Tally the lines in the records below that contain the word "rear" and reply with only that number.
>> Begin MATERIAL PROVIDED
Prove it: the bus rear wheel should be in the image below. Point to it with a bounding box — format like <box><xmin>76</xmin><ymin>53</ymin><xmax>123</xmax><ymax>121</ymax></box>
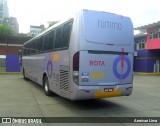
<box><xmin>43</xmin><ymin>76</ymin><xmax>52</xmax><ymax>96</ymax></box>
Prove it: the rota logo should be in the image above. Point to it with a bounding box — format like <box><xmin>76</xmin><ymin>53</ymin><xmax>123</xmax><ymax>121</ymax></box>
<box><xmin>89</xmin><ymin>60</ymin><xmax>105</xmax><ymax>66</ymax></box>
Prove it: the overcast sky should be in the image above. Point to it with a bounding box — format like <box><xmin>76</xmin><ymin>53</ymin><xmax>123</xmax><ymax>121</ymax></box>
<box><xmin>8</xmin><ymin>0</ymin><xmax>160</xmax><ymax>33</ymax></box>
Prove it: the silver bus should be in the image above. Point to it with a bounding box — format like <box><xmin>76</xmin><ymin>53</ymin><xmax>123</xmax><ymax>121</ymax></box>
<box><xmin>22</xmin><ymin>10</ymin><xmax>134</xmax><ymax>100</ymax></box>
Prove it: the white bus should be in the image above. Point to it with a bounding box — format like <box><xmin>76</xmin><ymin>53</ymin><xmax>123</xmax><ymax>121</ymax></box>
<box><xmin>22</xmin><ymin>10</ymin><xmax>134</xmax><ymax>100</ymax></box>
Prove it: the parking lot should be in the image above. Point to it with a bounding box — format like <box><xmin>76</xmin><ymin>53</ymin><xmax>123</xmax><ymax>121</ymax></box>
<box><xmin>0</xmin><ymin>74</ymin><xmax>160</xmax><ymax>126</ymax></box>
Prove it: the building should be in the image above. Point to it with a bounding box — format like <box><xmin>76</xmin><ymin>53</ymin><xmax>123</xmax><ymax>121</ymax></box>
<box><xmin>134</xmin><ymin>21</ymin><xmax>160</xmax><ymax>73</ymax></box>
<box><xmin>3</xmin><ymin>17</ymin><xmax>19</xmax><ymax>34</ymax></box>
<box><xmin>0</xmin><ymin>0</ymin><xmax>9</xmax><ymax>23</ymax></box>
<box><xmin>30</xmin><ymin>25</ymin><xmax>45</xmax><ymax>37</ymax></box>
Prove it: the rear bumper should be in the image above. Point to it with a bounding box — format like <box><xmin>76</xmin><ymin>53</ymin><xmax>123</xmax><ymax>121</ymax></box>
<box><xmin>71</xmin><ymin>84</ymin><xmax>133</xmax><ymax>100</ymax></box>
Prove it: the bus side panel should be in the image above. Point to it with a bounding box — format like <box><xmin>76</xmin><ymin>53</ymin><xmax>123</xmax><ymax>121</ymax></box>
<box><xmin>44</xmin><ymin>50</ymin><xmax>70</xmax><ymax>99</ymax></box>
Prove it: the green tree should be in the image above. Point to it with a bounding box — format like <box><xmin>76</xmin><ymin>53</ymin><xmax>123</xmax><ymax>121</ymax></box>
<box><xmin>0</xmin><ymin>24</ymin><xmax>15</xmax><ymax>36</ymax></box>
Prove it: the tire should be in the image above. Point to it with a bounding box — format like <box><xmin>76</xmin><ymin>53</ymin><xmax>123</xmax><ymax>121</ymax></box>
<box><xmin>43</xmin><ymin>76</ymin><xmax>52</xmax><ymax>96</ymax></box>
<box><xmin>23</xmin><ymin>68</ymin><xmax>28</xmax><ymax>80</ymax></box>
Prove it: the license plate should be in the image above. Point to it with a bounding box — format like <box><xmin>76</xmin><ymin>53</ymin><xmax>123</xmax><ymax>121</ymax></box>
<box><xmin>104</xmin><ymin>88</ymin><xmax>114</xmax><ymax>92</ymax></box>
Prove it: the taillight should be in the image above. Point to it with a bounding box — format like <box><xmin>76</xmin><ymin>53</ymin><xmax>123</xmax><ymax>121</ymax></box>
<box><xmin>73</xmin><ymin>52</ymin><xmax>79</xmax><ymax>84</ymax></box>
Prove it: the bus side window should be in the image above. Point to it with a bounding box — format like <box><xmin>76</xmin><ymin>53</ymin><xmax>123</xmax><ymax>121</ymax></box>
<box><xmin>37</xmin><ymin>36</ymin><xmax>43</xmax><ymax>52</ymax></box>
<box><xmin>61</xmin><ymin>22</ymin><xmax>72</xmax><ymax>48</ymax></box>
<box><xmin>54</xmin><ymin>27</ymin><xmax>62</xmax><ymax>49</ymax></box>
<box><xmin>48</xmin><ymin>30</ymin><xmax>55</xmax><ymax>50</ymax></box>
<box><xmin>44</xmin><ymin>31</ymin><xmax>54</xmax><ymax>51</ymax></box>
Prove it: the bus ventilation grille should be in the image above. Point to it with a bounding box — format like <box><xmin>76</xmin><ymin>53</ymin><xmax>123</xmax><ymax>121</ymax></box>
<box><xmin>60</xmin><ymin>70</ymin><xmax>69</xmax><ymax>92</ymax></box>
>> End MATERIAL PROVIDED
*RESPONSE TO THE EXERCISE:* 2